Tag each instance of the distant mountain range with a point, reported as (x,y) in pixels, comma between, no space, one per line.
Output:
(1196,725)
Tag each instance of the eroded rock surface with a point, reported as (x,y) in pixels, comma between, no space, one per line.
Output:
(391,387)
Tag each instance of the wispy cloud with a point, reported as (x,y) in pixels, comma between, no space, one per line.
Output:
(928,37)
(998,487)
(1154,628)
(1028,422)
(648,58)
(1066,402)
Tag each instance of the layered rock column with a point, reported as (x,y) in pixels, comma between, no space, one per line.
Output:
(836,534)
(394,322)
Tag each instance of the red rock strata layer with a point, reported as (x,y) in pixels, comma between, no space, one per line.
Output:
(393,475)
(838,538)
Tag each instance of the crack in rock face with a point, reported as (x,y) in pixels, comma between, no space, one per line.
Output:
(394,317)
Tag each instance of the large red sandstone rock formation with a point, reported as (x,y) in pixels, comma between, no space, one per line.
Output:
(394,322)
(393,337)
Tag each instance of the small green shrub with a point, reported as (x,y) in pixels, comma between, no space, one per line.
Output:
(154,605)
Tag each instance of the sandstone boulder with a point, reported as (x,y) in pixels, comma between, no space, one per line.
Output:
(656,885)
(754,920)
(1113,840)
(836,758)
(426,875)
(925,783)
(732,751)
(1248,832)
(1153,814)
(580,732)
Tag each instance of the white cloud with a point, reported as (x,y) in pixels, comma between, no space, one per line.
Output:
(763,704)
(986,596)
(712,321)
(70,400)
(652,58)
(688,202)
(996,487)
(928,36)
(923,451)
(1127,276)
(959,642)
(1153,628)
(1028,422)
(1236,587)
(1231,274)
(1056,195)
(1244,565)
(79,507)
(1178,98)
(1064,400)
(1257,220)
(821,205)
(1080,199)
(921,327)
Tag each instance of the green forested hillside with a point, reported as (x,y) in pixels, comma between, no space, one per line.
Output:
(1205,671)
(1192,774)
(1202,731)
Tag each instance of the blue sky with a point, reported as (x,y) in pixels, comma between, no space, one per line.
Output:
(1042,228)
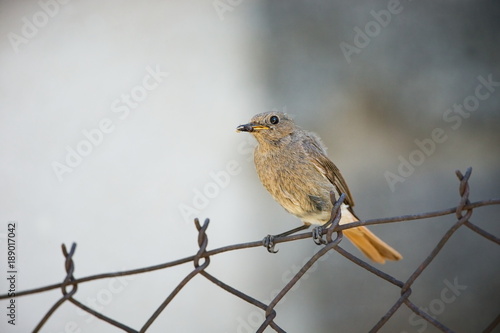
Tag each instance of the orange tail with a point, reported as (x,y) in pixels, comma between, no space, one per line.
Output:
(372,246)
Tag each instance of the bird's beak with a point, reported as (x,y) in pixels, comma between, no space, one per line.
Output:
(251,127)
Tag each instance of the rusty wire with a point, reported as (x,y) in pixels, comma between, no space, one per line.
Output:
(201,261)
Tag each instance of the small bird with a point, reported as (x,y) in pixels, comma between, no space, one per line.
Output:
(293,166)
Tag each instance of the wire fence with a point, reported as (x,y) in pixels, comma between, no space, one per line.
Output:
(201,261)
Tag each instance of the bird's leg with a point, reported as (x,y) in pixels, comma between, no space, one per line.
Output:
(268,241)
(317,235)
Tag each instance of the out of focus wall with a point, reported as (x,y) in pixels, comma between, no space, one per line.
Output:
(117,129)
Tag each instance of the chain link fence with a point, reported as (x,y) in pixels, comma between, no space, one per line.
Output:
(332,235)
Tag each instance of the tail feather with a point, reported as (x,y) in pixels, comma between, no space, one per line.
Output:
(372,246)
(366,241)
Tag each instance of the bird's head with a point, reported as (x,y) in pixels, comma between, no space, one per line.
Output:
(269,126)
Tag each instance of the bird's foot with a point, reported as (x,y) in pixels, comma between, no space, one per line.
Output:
(268,243)
(317,235)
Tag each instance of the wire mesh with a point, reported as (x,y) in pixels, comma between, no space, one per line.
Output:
(201,260)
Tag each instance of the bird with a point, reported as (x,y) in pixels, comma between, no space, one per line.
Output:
(293,166)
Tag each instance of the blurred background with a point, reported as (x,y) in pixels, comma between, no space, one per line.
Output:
(118,128)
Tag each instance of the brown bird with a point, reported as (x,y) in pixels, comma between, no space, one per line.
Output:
(293,166)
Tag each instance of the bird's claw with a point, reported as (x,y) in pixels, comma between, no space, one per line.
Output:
(268,243)
(317,235)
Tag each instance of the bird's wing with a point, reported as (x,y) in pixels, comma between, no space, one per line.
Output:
(326,167)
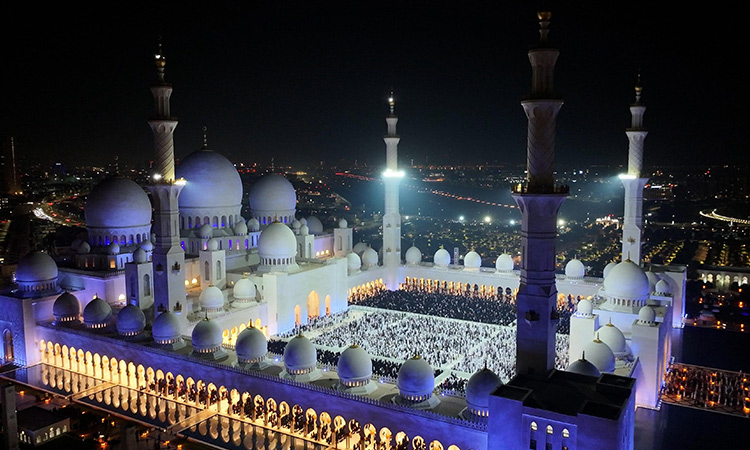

____

--- Exercise aim ---
Copy verbatim the lines of the entries starting at the line that contains "Tag each instance of the bird's wing" and ending at the final line of the entries, both included. Omit the pictures from your answer.

--- Exercise result ---
Tag each instance of the bird's wing with a point, reported as (x,y) in pixels, comma between, no space, one per line.
Output:
(326,167)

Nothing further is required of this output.